▶ WRITTEN REQUEST
Copy the items below verbatim, starting at the line that contains "Find the finger;" and ending with the last line of the items.

* START DATASET RECORDS *

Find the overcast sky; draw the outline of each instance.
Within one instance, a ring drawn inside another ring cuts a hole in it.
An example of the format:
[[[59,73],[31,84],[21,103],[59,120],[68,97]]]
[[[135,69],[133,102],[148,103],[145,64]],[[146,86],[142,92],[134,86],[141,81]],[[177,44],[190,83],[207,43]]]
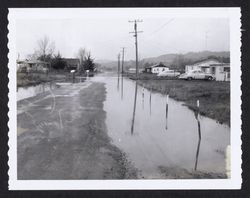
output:
[[[132,18],[133,19],[133,18]],[[227,18],[175,18],[142,16],[138,23],[139,57],[190,51],[229,51]],[[79,48],[91,51],[95,59],[115,60],[121,47],[126,59],[135,59],[133,23],[128,16],[68,19],[16,20],[16,49],[26,58],[37,48],[37,41],[47,35],[63,57],[75,57]],[[207,36],[206,36],[207,35]]]

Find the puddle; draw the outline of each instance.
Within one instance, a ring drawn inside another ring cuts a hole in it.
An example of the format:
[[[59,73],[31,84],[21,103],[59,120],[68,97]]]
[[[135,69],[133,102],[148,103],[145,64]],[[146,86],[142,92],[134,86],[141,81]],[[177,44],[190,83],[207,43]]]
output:
[[[228,126],[200,116],[199,139],[195,114],[183,103],[151,93],[139,85],[136,88],[135,82],[126,78],[119,82],[112,77],[94,79],[106,84],[104,110],[109,136],[128,155],[143,178],[161,178],[159,167],[226,172]]]

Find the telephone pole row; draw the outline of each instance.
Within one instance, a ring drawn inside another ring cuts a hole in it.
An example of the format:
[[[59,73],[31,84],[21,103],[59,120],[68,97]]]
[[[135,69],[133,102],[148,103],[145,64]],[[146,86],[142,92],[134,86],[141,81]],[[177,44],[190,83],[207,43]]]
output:
[[[123,70],[123,66],[124,66],[124,51],[125,51],[125,47],[122,47],[122,74],[124,72],[124,70]]]
[[[137,40],[137,34],[142,33],[143,31],[137,31],[137,23],[143,22],[142,20],[133,20],[129,21],[129,23],[134,23],[134,32],[133,33],[135,37],[135,62],[136,62],[136,79],[138,78],[139,68],[138,68],[138,40]]]

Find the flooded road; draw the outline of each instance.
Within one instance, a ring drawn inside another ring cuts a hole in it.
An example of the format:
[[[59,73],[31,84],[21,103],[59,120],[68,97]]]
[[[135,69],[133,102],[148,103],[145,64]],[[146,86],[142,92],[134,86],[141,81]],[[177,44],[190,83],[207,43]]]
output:
[[[43,95],[40,97],[39,94]],[[128,168],[123,162],[122,152],[138,170],[139,178],[196,178],[194,172],[206,173],[205,176],[199,175],[199,178],[218,178],[211,174],[226,174],[225,153],[230,145],[230,128],[227,125],[203,116],[197,117],[182,102],[147,90],[127,78],[96,76],[80,83],[19,88],[17,101],[20,178],[134,178],[124,176]],[[36,120],[35,128],[30,117]],[[67,121],[69,118],[70,122]],[[93,125],[92,121],[97,118]],[[82,124],[84,120],[91,122],[85,126]],[[98,127],[93,129],[97,124]],[[45,129],[41,131],[39,127]],[[97,129],[102,133],[92,132]],[[114,147],[109,145],[107,134]],[[31,141],[33,136],[39,141]],[[75,137],[82,137],[77,144]],[[48,139],[48,142],[44,142],[44,139]],[[108,146],[108,152],[99,148],[100,140]],[[65,151],[65,141],[72,149]],[[52,146],[55,145],[60,154],[51,156],[50,153],[54,152]],[[50,149],[42,152],[44,148]],[[86,153],[82,155],[78,152],[86,149],[91,150],[87,152],[89,158],[86,158]],[[96,155],[93,155],[93,150]],[[32,156],[31,151],[34,153]],[[109,153],[119,158],[109,159]],[[69,156],[81,159],[81,162],[72,163]],[[99,157],[92,159],[96,156]],[[48,157],[51,157],[50,161]],[[90,159],[93,163],[85,166]],[[44,166],[40,170],[38,164],[41,160],[52,168]],[[100,168],[102,163],[99,160],[105,160],[105,166]],[[60,168],[56,164],[60,164]],[[71,170],[74,166],[77,169]],[[107,174],[107,168],[111,166]]]
[[[228,126],[199,116],[199,134],[194,112],[183,103],[136,86],[126,78],[120,82],[111,77],[93,80],[106,86],[108,134],[142,178],[163,178],[161,167],[187,171],[196,167],[205,173],[225,174],[225,151],[230,144]],[[178,173],[174,174],[178,178]]]

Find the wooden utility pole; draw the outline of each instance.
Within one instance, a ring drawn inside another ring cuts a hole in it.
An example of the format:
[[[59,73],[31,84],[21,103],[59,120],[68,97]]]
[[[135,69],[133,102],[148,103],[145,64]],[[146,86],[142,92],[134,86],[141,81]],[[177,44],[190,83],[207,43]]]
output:
[[[118,75],[118,81],[117,81],[117,89],[119,90],[119,87],[120,87],[120,53],[118,54],[117,56],[118,58],[118,69],[117,69],[117,75]]]
[[[137,23],[142,22],[142,20],[134,20],[134,21],[129,21],[131,23],[134,23],[134,32],[130,32],[134,34],[135,37],[135,58],[136,58],[136,83],[135,83],[135,97],[134,97],[134,108],[133,108],[133,118],[132,118],[132,125],[131,125],[131,135],[134,133],[134,123],[135,123],[135,111],[136,111],[136,100],[137,100],[137,80],[138,80],[138,73],[139,73],[139,68],[138,68],[138,41],[137,41],[137,34],[142,32],[142,31],[137,31]]]
[[[139,68],[138,68],[138,40],[137,40],[137,34],[142,33],[142,31],[137,31],[137,23],[142,22],[142,20],[133,20],[129,21],[130,23],[134,23],[134,32],[130,32],[134,34],[135,37],[135,61],[136,61],[136,79],[138,78]]]

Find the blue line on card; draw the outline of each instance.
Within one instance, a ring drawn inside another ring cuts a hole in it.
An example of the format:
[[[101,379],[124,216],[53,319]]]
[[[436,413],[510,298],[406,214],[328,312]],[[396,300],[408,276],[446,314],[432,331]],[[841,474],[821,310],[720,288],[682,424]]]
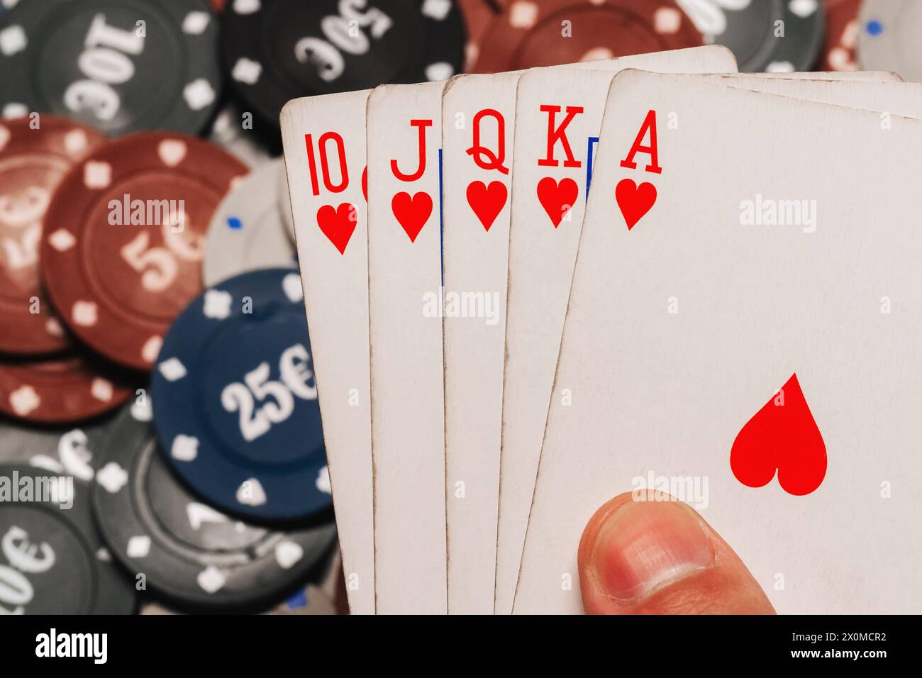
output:
[[[589,184],[592,182],[592,165],[596,156],[596,146],[598,144],[598,137],[590,137],[586,149],[585,161],[585,198],[589,199]]]
[[[442,149],[439,149],[439,280],[445,281],[445,226],[442,213]]]

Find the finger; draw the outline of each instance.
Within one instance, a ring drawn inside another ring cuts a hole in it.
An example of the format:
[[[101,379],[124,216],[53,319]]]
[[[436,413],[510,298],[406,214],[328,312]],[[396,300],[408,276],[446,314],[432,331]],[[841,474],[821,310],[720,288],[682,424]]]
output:
[[[620,494],[589,519],[579,553],[590,614],[774,614],[739,557],[668,494]]]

* END DATASET RECORDS *

▶ RESULT
Find the finger; draw the outline of each instance.
Within one instance, a ring drawn inside another ring cuts a hole in it.
An example of the format:
[[[101,379],[124,216],[53,319]]]
[[[436,413],[510,298],[406,214],[328,312]],[[396,300],[408,276],[446,314],[432,331]],[[841,474],[821,310],[720,288],[682,424]]]
output:
[[[620,494],[589,519],[579,553],[590,614],[774,614],[739,557],[668,494]]]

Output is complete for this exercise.